| Stated goal |
Copy all the material below, exactly as it stands.

Dataset items
↓↓↓

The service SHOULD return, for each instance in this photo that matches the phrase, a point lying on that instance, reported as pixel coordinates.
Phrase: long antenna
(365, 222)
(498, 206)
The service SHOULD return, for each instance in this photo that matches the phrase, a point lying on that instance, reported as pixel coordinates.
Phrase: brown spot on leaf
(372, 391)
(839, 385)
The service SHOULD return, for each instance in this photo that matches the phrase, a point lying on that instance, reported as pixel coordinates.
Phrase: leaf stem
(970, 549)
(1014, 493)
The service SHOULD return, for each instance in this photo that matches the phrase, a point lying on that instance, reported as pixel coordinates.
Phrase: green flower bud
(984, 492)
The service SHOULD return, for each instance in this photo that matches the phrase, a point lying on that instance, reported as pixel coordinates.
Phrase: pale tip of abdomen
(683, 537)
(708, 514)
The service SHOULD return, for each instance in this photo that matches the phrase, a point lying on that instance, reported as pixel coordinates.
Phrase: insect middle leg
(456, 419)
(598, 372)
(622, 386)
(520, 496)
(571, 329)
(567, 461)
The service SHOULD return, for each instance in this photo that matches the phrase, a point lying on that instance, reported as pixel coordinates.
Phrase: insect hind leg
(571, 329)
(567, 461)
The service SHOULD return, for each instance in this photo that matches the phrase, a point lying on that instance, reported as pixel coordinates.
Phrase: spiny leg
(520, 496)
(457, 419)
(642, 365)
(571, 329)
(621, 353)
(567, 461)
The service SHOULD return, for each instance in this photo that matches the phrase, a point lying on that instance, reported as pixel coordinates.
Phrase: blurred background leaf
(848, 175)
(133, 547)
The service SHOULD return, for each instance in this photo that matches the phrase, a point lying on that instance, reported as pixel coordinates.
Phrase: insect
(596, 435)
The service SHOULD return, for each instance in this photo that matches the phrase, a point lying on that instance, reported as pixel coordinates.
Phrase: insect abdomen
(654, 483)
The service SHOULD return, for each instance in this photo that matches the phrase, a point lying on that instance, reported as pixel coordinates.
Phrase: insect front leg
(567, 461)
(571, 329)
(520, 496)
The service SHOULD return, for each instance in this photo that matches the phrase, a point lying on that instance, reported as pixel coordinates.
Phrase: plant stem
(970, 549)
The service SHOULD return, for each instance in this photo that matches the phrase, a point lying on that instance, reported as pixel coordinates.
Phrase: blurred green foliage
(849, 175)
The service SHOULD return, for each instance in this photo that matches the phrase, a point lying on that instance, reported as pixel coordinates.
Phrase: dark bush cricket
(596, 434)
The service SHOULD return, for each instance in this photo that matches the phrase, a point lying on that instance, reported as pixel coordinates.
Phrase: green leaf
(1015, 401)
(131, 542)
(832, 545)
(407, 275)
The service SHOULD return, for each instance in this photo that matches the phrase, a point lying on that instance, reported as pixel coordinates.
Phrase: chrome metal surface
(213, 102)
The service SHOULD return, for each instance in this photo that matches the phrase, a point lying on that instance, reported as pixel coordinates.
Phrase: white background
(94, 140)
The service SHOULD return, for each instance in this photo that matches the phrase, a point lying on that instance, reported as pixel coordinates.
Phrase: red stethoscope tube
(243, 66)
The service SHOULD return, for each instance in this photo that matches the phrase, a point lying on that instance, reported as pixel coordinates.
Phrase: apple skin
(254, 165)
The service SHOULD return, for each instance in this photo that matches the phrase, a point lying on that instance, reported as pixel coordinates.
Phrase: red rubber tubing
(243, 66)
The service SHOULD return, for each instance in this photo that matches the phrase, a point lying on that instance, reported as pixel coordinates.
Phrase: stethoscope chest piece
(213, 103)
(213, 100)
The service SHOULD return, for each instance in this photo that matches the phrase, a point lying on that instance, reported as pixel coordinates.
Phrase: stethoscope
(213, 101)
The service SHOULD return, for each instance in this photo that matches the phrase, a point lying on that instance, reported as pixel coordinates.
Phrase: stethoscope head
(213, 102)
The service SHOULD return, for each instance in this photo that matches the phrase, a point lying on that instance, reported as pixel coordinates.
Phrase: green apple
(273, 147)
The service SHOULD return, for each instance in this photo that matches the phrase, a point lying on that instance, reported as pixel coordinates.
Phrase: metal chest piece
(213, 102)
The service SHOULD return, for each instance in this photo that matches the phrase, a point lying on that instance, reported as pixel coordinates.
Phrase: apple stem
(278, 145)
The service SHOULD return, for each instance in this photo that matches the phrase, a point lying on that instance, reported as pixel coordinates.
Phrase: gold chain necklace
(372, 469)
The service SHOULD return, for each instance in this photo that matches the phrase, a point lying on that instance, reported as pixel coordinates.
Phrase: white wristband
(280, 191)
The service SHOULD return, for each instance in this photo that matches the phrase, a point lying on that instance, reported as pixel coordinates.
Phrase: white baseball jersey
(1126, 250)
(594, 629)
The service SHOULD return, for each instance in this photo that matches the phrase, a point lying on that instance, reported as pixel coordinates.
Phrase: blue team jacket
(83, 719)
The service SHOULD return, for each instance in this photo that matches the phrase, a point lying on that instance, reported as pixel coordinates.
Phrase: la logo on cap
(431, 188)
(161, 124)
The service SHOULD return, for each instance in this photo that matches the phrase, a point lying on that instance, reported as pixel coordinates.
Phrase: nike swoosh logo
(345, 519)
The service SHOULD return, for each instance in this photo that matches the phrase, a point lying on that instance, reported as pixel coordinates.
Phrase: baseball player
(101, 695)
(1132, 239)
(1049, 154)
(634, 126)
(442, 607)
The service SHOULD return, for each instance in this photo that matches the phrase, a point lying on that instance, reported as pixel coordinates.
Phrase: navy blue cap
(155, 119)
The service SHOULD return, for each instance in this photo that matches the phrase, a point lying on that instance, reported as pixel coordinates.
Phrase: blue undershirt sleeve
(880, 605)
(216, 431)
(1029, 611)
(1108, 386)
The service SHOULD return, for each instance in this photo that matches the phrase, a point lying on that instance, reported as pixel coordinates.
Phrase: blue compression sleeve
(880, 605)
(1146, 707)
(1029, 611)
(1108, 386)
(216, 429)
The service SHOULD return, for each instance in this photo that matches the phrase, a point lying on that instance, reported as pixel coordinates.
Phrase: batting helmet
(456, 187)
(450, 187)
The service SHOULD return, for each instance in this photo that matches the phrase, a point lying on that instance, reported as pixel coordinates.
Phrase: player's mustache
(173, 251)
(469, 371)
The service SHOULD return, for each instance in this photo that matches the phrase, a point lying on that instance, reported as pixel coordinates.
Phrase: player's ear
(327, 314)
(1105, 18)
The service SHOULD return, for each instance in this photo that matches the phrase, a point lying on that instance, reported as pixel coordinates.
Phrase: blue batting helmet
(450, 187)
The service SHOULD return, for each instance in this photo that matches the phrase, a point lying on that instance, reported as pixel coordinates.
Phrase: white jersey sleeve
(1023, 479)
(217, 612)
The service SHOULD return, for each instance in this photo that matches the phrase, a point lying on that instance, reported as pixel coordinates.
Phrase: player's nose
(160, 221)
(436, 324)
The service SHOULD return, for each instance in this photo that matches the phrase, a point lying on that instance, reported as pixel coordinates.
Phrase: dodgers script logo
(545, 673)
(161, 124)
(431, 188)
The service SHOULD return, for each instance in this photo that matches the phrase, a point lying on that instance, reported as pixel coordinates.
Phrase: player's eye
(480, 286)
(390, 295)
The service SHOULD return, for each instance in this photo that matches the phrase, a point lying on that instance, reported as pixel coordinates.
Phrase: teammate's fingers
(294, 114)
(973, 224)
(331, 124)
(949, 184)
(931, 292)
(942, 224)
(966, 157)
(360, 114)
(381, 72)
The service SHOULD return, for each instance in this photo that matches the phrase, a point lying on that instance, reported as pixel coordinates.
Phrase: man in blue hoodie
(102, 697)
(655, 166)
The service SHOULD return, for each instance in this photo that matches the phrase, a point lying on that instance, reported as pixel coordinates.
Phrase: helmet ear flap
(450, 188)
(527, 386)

↑↑↑

| Completed task |
The service SHOULD return, for each instance in this photo that matches the phrase, a point lying on that instance, reported as pixel coordinates.
Phrase: long antenna
(365, 222)
(498, 206)
The service SHOULD return, for each instance in this photo that matches the phrase, a point lying on that instance, reported as pixel coordinates.
Phrase: brown spot on leaf
(372, 391)
(839, 385)
The service SHOULD return, for each instance in this photo that matches the phrase, a point lying on that instance, reported as pixel coordinates.
Phrase: leaf stem
(970, 549)
(1014, 493)
The service SHOULD return, for each instance in this photo that matches the phrase, a point lying on that instance, reported as pixel coordinates.
Phrase: green flower bud
(984, 492)
The service SHOULD return, for each instance in this photo that matches the phrase, a point lying on that instance, reported as pixel coordinates.
Phrase: pale tip of abdomen
(683, 537)
(708, 514)
The service SHOULD return, for each instance in this photo that matches the phrase, a point lying on that instance, reported as pixel coordinates.
Phrase: insect middle leg
(456, 419)
(598, 372)
(622, 386)
(520, 496)
(571, 329)
(567, 461)
The service SHOULD return, for each instance in this photo that matches the phrase, a point lying on that instance, reported as pixel coordinates.
Phrase: insect hind leg
(571, 329)
(567, 461)
The service SHOULD return, for each instance in this photo that matches the phrase, a point lying on that instance, reported as pixel coordinates.
Phrase: spiny leg
(520, 496)
(457, 419)
(642, 365)
(571, 329)
(621, 353)
(567, 461)
The service SHOULD return, for each instance in this photo that matches the phrase, a point lying on that instance, reported as pixel coordinates.
Phrase: blurred background leaf
(848, 175)
(133, 547)
The service SHOULD return, for each instance in this photo that matches the phrase, a point lying on that instance, reported as pixel coordinates.
Phrase: insect
(596, 435)
The service SHOULD return, for each instance in this photo that matches the phrase, a point lying on that instance, reported as pixel coordinates.
Phrase: insect abdomen
(654, 483)
The service SHOULD return, for each instance in this photo that matches the phrase, a point lying on that instance, reported as pixel coordinates.
Phrase: insect front leg
(567, 461)
(571, 329)
(520, 496)
The service SHOULD return, for each instance in this photo that matches the phrase, a point lying on that instance, reported as pixel coordinates.
Phrase: plant stem
(970, 549)
The service SHOULD return, for each instance in this photo that matches the phrase, a point lying on that instance, reported as pixel coordinates.
Phrase: blurred green foliage
(849, 175)
The service SHOULD return, for each instance in this photo that matches the phrase, a point lying on that instance, reported as pixel coordinates.
Phrase: dark bush cricket
(596, 434)
The service SHOULD return, for each instance in this photo that matches the phrase, a point lying on that instance, reported as pixel coordinates.
Phrase: green leaf
(1015, 401)
(131, 542)
(832, 545)
(407, 275)
The service SHOULD return, for each instance in this photo that matches the phrase, a point lying on that instance, reported as pixel coordinates.
Phrase: chrome metal surface
(213, 102)
The service SHOULD return, for each instance in this photo that matches the phrase, a point lying on that instance, reported as pixel coordinates.
Phrase: white background
(94, 140)
The service SHOULD return, for each instance in this photo that matches the phrase, a point lying on that instance, reported as pixel coordinates.
Phrase: red stethoscope tube
(243, 66)
The service SHOULD return, for each instance in this photo that matches the phrase, a point lying on that instance, reported as pixel coordinates.
Phrase: apple skin
(254, 165)
The service SHOULD return, for each instance in this photo that matches the phrase, a point lying on that instance, reported as pixel coordinates.
Phrase: red rubber tubing
(243, 66)
The service SHOULD return, for each instance in this photo that matches the phrase, a point lying on that instance, reported as pixel coordinates.
Phrase: stethoscope chest piece
(213, 103)
(213, 100)
The service SHOULD return, for each instance in this photo that matches the phrase, a point lying on that instance, reported as pixel coordinates.
Phrase: stethoscope
(213, 101)
The service SHOULD return, for each instance in this photo that matches the phrase, a point lying on that instance, reported as pixel coordinates.
Phrase: stethoscope head
(213, 102)
The service SHOULD return, for each instance in this photo that matches the phrase, a point lying on that instance, reported as pixel coordinates.
Phrase: green apple
(273, 147)
The service SHOULD return, for each instance in this photo that matches the phrase, a point lying on that instance, reported as pixel coordinates.
Phrase: metal chest piece
(213, 102)
The service SHOULD return, for each instance in this photo that matches the phrase, a point lying on that instance, reported as pixel coordinates.
Phrase: apple stem
(278, 145)
The service SHOULD return, for each instance in this photo that matches the phrase, a point lying on that instance, reported as pixel coordinates.
Phrase: gold chain necklace
(372, 469)
The service SHOULD return, for each instance in this photo that matches the phrase, a point lying on that instance, reported as pixel coordinates.
Phrase: white wristband
(280, 191)
The service SHOULD return, for each instance in this photo that matches the phrase, a point lying on that instance, reported as pixel coordinates.
Phrase: white baseball jersey
(1126, 250)
(594, 629)
The service SHOULD return, for each instance in this photo that matches the phrase, a point lying on that instance, reported as pixel coordinates.
Phrase: blue team jacket
(83, 719)
The service SHOULD return, for each instance in this photo that matches the phrase, a point lying on that instance, reported as pixel coordinates.
Phrase: la logo on cap
(431, 188)
(161, 124)
The service SHOULD return, for each instance in this photo that matches the phrase, a point lying on that instance, reported as pixel coordinates.
Phrase: nike swoosh logo
(345, 519)
The service SHOULD return, for each instance in this photo that matches the phrase, a point lying on that instance, reported as pixel coordinates.
Phrase: baseball player
(101, 695)
(1132, 239)
(1049, 154)
(634, 126)
(442, 607)
The service SHOULD return, for each instance in this photo that matches the phrase, a point lying on that instance, reported as pixel coordinates.
Phrase: navy blue cap
(155, 119)
The service SHOULD return, for each instance in this photo that matches the phrase, a point lying on that instance, reported as pixel coordinates.
Phrase: blue undershirt sleeve
(880, 605)
(216, 431)
(1029, 611)
(1108, 386)
The service SHOULD return, for each instance in this photo that matches the phrase, a point lying on that instance, reported as pixel coordinates.
Phrase: blue compression sleeve
(880, 605)
(1146, 707)
(1029, 611)
(1108, 386)
(216, 429)
The service SHOULD return, for each instance in this photo that matches the phrase, a point lying on that instance, reported as pixel coordinates.
Phrase: batting helmet
(456, 187)
(450, 187)
The service SHOULD return, for each instance in this photo that matches the phrase, a point lying on that instance, reported as pixel coordinates.
Phrase: player's mustache
(173, 251)
(469, 371)
The service SHOULD return, for each instance in this photo that matches the phrase, a point lying on that instance, reported as pixel coordinates.
Phrase: player's ear
(327, 314)
(1105, 18)
The service SHOULD return, for each instance in this photo that matches the phrase, a point lying on that instance, reported as pixel coordinates.
Phrase: blue batting helmet
(450, 187)
The service SHOULD return, for each instance in this photo that matches the phrase, a point lying on that instance, reported as pixel coordinates.
Phrase: white jersey sleeve
(1023, 479)
(217, 612)
The service SHOULD return, for each instance in this photo that matches the phrase, a point lying on that instance, reported as pixel coordinates.
Phrase: player's nose
(160, 221)
(436, 324)
The service SHOULD return, for each instance in this photo that matches the phrase, a point lying on that instance, reported as pixel coordinates.
Phrase: dodgers script logo
(545, 673)
(161, 124)
(431, 188)
The service SHOULD return, for each instance in this photo that matches the phrase, a point lying on that instance, reported as pixel coordinates.
Phrase: player's eye
(480, 286)
(390, 295)
The service SHOULD return, for each instance in this photo that matches the phrase, a point lying on that instance, reported as pixel coordinates.
Phrase: teammate's fingers
(294, 114)
(973, 224)
(331, 124)
(949, 184)
(931, 292)
(942, 224)
(966, 157)
(360, 114)
(381, 72)
The service SHOULD return, for each instance in this photo that matches the phrase, a point lying on that instance, reported as pixel coordinates.
Phrase: man in blue hoodie
(102, 697)
(655, 166)
The service SHOULD return, for each instance in this photo that matches the phrase, a point lying on that instance, reported as pixel coordinates.
Phrase: helmet ear flap
(450, 188)
(527, 386)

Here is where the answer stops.